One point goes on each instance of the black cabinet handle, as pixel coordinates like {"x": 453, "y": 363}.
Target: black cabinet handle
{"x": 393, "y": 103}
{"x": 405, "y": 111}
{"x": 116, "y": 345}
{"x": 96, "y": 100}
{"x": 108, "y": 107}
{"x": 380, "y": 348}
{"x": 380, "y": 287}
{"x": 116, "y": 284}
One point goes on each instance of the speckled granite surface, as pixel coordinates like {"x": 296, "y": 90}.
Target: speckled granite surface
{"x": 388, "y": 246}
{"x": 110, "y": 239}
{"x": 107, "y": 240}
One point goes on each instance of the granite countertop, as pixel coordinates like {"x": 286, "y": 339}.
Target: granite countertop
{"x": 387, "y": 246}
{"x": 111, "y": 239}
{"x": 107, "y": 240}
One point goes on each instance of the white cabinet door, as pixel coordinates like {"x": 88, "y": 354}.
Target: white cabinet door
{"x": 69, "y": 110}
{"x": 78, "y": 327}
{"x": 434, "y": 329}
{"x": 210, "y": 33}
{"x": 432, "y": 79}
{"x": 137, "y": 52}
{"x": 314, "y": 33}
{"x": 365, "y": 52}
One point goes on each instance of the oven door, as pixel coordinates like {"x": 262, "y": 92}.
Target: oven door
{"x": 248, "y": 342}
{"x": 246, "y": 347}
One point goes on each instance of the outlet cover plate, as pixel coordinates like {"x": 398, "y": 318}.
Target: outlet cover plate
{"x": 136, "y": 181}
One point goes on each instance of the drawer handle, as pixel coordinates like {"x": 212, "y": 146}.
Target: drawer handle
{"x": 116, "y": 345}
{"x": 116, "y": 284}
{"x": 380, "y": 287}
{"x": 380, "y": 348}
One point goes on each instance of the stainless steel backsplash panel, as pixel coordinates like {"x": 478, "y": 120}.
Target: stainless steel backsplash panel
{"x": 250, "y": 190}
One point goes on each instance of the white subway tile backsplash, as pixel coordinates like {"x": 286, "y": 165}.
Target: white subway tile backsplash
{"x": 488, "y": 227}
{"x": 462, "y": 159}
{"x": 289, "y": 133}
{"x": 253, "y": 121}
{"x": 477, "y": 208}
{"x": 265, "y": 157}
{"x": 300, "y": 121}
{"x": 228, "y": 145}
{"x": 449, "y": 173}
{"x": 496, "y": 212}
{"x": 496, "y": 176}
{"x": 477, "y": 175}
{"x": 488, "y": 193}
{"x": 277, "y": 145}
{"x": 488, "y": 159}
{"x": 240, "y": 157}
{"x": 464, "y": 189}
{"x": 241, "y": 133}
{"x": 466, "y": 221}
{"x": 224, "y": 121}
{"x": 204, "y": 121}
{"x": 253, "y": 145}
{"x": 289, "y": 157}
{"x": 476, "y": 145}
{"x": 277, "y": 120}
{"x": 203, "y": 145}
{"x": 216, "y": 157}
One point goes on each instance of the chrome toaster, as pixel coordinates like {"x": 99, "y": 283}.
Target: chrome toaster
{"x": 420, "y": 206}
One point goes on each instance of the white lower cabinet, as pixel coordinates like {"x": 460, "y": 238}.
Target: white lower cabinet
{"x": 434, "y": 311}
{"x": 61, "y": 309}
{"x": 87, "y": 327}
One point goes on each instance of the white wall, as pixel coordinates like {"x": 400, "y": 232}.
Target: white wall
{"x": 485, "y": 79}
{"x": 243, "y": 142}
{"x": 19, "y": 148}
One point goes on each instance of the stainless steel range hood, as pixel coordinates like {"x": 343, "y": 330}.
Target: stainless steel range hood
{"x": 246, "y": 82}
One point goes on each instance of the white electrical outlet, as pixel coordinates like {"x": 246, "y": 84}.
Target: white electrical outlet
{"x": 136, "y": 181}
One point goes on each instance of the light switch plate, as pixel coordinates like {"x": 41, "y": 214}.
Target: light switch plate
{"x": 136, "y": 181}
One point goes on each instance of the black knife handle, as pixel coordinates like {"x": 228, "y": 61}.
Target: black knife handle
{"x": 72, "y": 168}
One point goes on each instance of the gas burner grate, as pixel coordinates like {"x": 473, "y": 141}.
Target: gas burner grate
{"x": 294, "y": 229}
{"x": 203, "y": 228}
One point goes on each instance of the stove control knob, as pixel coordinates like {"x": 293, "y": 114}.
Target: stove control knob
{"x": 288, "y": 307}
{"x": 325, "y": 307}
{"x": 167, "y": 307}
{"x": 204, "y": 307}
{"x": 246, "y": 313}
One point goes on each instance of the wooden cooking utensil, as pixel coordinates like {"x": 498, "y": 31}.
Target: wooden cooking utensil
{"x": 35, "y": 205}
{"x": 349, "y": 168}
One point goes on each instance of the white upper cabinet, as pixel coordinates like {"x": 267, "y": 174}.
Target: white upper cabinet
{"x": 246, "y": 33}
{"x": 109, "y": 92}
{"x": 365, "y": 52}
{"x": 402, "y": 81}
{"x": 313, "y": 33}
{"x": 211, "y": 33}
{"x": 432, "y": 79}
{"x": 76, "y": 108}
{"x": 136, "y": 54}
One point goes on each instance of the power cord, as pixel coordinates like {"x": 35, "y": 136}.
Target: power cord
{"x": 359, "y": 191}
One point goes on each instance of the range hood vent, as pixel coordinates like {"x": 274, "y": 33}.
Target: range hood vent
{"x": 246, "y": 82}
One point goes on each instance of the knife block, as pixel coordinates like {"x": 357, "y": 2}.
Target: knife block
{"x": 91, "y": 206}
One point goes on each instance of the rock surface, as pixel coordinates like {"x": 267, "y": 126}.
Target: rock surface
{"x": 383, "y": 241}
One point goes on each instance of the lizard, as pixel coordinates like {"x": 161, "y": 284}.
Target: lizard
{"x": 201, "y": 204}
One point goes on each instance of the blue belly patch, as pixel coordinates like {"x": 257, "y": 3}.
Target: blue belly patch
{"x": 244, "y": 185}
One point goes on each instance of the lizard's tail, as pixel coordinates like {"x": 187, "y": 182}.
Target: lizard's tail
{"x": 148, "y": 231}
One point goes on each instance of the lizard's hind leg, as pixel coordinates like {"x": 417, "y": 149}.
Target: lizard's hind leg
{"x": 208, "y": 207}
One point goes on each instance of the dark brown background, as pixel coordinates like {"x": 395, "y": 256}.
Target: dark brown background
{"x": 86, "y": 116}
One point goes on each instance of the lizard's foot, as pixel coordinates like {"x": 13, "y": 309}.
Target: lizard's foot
○ ○ ○ ○ ○
> What you should do:
Your answer must be the full set of records above, reproduced exactly.

> Task output:
One point goes on each instance of the black cabinet handle, as pixel coordinates like {"x": 453, "y": 363}.
Target: black cabinet handle
{"x": 393, "y": 103}
{"x": 405, "y": 111}
{"x": 116, "y": 345}
{"x": 96, "y": 100}
{"x": 108, "y": 107}
{"x": 380, "y": 348}
{"x": 380, "y": 287}
{"x": 116, "y": 284}
One point goes on each instance of the speckled granite surface, as pixel coordinates like {"x": 296, "y": 90}.
Target: speckled granite surface
{"x": 388, "y": 246}
{"x": 110, "y": 239}
{"x": 107, "y": 240}
One point goes on each instance of the granite countertop, as pixel coordinates like {"x": 286, "y": 339}.
Target: granite countertop
{"x": 387, "y": 246}
{"x": 111, "y": 239}
{"x": 107, "y": 240}
One point goes on each instance of the white cabinet door, as pixel coordinates like {"x": 88, "y": 354}.
Target: white cabinet door
{"x": 69, "y": 110}
{"x": 78, "y": 327}
{"x": 434, "y": 329}
{"x": 210, "y": 33}
{"x": 432, "y": 79}
{"x": 137, "y": 52}
{"x": 314, "y": 33}
{"x": 365, "y": 52}
One point goes on each instance of the oven door, as pixel coordinates like {"x": 262, "y": 92}.
Target: oven door
{"x": 248, "y": 342}
{"x": 246, "y": 347}
One point goes on each instance of the outlet cover plate, as pixel coordinates like {"x": 398, "y": 318}.
Target: outlet cover plate
{"x": 136, "y": 181}
One point goes on each instance of the drawer handle, as pixel coordinates like {"x": 212, "y": 146}.
Target: drawer handle
{"x": 116, "y": 345}
{"x": 116, "y": 284}
{"x": 380, "y": 287}
{"x": 380, "y": 348}
One point goes on each instance of the stainless steel backsplash panel, as pixel coordinates like {"x": 478, "y": 120}.
Target: stainless steel backsplash panel
{"x": 250, "y": 190}
One point goes on each instance of the white subway tile backsplash, as pixel coordinates like {"x": 286, "y": 165}.
Target: white subway tile backsplash
{"x": 488, "y": 227}
{"x": 462, "y": 159}
{"x": 289, "y": 133}
{"x": 253, "y": 121}
{"x": 477, "y": 208}
{"x": 265, "y": 157}
{"x": 300, "y": 121}
{"x": 228, "y": 145}
{"x": 449, "y": 173}
{"x": 496, "y": 212}
{"x": 496, "y": 176}
{"x": 477, "y": 175}
{"x": 488, "y": 193}
{"x": 277, "y": 145}
{"x": 488, "y": 159}
{"x": 240, "y": 157}
{"x": 464, "y": 189}
{"x": 241, "y": 133}
{"x": 466, "y": 221}
{"x": 224, "y": 121}
{"x": 204, "y": 121}
{"x": 253, "y": 145}
{"x": 289, "y": 157}
{"x": 476, "y": 145}
{"x": 277, "y": 120}
{"x": 203, "y": 145}
{"x": 216, "y": 157}
One point goes on each instance of the chrome toaster, as pixel coordinates like {"x": 99, "y": 283}.
Target: chrome toaster
{"x": 420, "y": 206}
One point goes on each instance of the white lower cabinet, as pixel coordinates like {"x": 460, "y": 238}.
Target: white lower cabinet
{"x": 434, "y": 311}
{"x": 61, "y": 309}
{"x": 87, "y": 327}
One point goes on each instance of the white wall, as pixel coordinates like {"x": 400, "y": 232}.
Target: white wall
{"x": 485, "y": 79}
{"x": 243, "y": 142}
{"x": 19, "y": 148}
One point goes on each instance of the stainless steel range hood, as pixel coordinates like {"x": 343, "y": 330}.
Target: stainless steel range hood
{"x": 246, "y": 82}
One point goes on each instance of the white electrical outlet, as pixel coordinates like {"x": 246, "y": 84}.
Target: white electrical outlet
{"x": 136, "y": 181}
One point goes on each instance of the light switch plate, as pixel coordinates like {"x": 41, "y": 214}.
Target: light switch plate
{"x": 136, "y": 181}
One point goes on each instance of the black knife handle, as pixel coordinates like {"x": 228, "y": 61}.
Target: black knife handle
{"x": 72, "y": 168}
One point goes on each instance of the gas burner grate, as pixel coordinates like {"x": 473, "y": 141}.
Target: gas burner grate
{"x": 294, "y": 229}
{"x": 203, "y": 228}
One point goes on each instance of the stove control knob, as pixel coordinates like {"x": 293, "y": 114}.
Target: stove control knob
{"x": 288, "y": 307}
{"x": 325, "y": 307}
{"x": 167, "y": 307}
{"x": 204, "y": 307}
{"x": 246, "y": 313}
One point goes on each instance of the wooden cooking utensil, as pixel coordinates like {"x": 498, "y": 31}.
Target: wooden cooking utensil
{"x": 35, "y": 205}
{"x": 349, "y": 168}
One point goes on each instance of the white upper cabinet, as pixel coordinates like {"x": 267, "y": 174}.
Target: white upper cabinet
{"x": 246, "y": 33}
{"x": 109, "y": 92}
{"x": 365, "y": 52}
{"x": 402, "y": 81}
{"x": 313, "y": 33}
{"x": 211, "y": 33}
{"x": 432, "y": 79}
{"x": 76, "y": 108}
{"x": 136, "y": 54}
One point goes on each instance of the power cord, as pixel coordinates like {"x": 35, "y": 136}.
Target: power cord
{"x": 359, "y": 191}
One point goes on each instance of the range hood vent, as pixel coordinates like {"x": 274, "y": 33}.
Target: range hood vent
{"x": 246, "y": 82}
One point goes on each instance of the knife block, as pixel coordinates like {"x": 357, "y": 2}.
Target: knife block
{"x": 91, "y": 206}
One point goes on each instance of the rock surface, as pixel coordinates like {"x": 267, "y": 126}.
Target: rock surface
{"x": 383, "y": 241}
One point goes on each instance of the lizard, as pixel coordinates like {"x": 161, "y": 284}.
Target: lizard
{"x": 201, "y": 204}
One point goes on each instance of the blue belly patch, as pixel coordinates like {"x": 257, "y": 3}.
Target: blue belly patch
{"x": 244, "y": 185}
One point goes on each instance of the lizard's tail, as pixel coordinates like {"x": 187, "y": 182}.
Target: lizard's tail
{"x": 148, "y": 231}
One point goes on each instance of the lizard's hind leg, as pixel coordinates like {"x": 417, "y": 149}.
Target: lizard's hind leg
{"x": 208, "y": 207}
One point goes on each instance of the dark brown background, as pixel coordinates like {"x": 395, "y": 256}.
Target: dark brown background
{"x": 86, "y": 116}
One point goes on each instance of the lizard's foot, as pixel coordinates like {"x": 13, "y": 309}.
Target: lizard's foot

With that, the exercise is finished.